● **PROBLEM DESCRIPTION**
Show each line below that contains the string "wing", copying it in full; the match is case-sensitive.

● **EXTRACTED MATERIAL**
○ ○ ○ ○

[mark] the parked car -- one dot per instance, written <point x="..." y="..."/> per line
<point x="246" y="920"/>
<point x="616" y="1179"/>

○ ○ ○ ○

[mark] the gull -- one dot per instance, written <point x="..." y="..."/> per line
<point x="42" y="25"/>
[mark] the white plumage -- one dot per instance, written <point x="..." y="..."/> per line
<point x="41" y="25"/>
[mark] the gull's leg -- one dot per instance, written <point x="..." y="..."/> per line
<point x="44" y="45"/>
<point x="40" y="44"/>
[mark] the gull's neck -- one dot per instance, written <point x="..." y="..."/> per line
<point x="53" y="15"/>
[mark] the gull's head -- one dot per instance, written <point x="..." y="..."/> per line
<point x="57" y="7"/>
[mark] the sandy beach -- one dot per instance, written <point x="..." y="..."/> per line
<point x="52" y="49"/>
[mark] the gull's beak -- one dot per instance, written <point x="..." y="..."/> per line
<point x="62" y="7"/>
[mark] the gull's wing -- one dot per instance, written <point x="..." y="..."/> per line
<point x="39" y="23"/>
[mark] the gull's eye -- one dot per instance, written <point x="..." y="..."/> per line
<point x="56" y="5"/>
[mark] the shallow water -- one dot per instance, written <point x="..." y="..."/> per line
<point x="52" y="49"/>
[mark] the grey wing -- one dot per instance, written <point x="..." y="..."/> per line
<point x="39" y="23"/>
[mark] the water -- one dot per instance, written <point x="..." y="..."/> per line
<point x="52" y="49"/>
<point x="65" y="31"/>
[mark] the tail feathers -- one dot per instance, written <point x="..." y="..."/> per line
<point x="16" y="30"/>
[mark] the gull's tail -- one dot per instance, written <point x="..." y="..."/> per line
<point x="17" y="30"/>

○ ○ ○ ○

● **RESPONSE TO THE TASK**
[mark] the gull's wing -- one dot per instance, written <point x="..." y="..."/> per line
[mark] the grey wing -- one dot per instance, written <point x="..." y="..."/> per line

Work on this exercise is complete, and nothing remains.